* Given text:
☆ ☆ ☆

MFE Marienfelde GmbH v Office for Harmonisation in the Internal Market (Trade Marks and Designs) (OHIM).

T-334/01 • 62001TJ0334 • ECLI:EU:T:2004:223

  • Inbound citations: 36
  • Cited paragraphs: 0
  • Outbound citations: 16

Judgment of the Court of First Instance (Second Chamber) of 8 July 2004.

MFE Marienfelde GmbH v Office for Harmonisation in the Internal Market (Trade Marks and Designs) (OHIM).

T-334/01 • 62001TJ0334 • ECLI:EU:T:2004:223

Cited paragraphs only

Case T-334/01

MFE Marienfelde GmbH

v

Office for Harmonisation in the Internal Market (Trade Marks and Designs) (OHIM)

(Community trade mark – Opposition proceedings – Earlier word mark HIPPOVIT – Application for Community word mark HIPOVITON – Genuine use of the earlier trade mark – Article 43(2) and (3) of Regulation (EC) No 40/94 – Right to be heard)

Judgment of the Court of First Instance (Second Chamber), 8 July 2004

Summary of the Judgment

1. Community trade mark – Appeals procedure – Appeals before the Community judicature – Jurisdiction of the Court – Amendment of a decision by the Office – Scope – Annulment of a decision by the Opposition Division

(Council Regulation No 40/94, Arts 62(1) and 63(3))

2. Community trade mark – Observations of third parties and opposition – Examination of the opposition – Proof of use of the earlier mark – Genuine use – Definition – Interpretation having regard to the rationale of Article 43(2) and (3) of Regulation No 40/94

(Council Regulation No 40/94, Art. 43(2) and (3))

3. Community trade mark – Observations of third parties and opposition – Examination of the opposition – Proof of use of the earlier mark – Genuine use – Definition – Criteria for assessment

(Council Regulation No 40/94, Art. 43(2) and (3))

4. Community trade mark – Observations of third parties and opposition – Examination of the opposition – Proof of use of the earlier mark – Genuine use – Application of the criteria to the case in question

(Council Regulation No 40/94, Art. 43(2) and (3))

5. Community trade mark – Observations of third parties and opposition – Examination of the opposition – Proof of use of the earlier mark – Time-limit set by the Office – Submission of additional evidence after expiry of the time-limit where there are new factors – Permitted

(Commission Regulation No 2868/95, Art. 1, Rule 22(1))

6. Community trade mark – Appeals procedure – Appeals before the Community judicature – Ability of the Court of First Instance to amend the contested decision – Limits

(Council Regulation No 40/94, Art. 63(3))

1. In an action against a decision by a Board of Appeal of the Office for Harmonisation in the Internal Market (Trade Marks and Designs) concerning opposition proceedings, the Court of First Instance also has jurisdiction to hear the application for annulment of the decision of the Opposition Division.

Since the second sentence of Article 62(1) of Regulation No 40/94 shows that the Board of Appeal may annul the decision of the section of OHIM which ruled at first instance, such annulment falls within the measures which may be taken by the Court of First Instance in the exercise of its power to amend decisions, as provided for in Article 63(3) of that regulation.

(see para. 19)

☆ ☆ ☆

* Data segment:
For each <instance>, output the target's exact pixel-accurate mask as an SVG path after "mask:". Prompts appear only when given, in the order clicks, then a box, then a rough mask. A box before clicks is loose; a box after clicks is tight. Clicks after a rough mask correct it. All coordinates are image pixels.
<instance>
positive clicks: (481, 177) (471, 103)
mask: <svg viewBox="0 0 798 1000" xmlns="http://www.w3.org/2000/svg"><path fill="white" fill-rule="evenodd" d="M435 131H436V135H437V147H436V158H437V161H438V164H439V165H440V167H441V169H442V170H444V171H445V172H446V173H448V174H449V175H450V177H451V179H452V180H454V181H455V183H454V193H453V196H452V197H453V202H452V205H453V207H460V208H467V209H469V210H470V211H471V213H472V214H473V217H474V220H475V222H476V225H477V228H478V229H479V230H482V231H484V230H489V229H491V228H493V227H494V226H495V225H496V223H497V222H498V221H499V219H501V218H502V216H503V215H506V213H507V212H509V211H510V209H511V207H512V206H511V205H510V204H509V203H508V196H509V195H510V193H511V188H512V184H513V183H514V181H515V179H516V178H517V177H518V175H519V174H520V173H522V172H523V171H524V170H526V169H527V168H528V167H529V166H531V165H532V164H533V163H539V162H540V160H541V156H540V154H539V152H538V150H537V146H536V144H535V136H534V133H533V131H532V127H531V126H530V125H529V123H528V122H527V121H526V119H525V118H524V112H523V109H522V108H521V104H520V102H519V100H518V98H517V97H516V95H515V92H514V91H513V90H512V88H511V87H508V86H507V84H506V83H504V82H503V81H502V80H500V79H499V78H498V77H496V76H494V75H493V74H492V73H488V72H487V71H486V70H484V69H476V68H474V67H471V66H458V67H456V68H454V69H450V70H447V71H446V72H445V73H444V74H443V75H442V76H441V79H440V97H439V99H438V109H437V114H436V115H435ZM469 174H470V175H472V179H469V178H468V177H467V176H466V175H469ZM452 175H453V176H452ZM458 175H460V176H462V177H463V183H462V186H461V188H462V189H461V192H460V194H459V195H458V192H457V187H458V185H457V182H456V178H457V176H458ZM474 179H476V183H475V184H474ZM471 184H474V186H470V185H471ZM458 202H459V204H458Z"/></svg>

☆ ☆ ☆

* Exercise tasks:
1. Quote the judgment summary verbatim, starting at "4. Community trade" and ending at "1, Rule 22(1))".
2. In the judgment summary, which chamber of the Court of First Instance gave the judgment, and on what date?
The data were taken from an unrelated source.

* Completed exercise:
1.
4. Community trade mark – Observations of third parties and opposition – Examination of the opposition – Proof of use of the earlier mark – Genuine use – Application of the criteria to the case in question

(Council Regulation No 40/94, Art. 43(2) and (3))

5. Community trade mark – Observations of third parties and opposition – Examination of the opposition – Proof of use of the earlier mark – Time-limit set by the Office – Submission of additional evidence after expiry of the time-limit where there are new factors – Permitted

(Commission Regulation No 2868/95, Art. 1, Rule 22(1))

2. The Second Chamber, on 8 July 2004.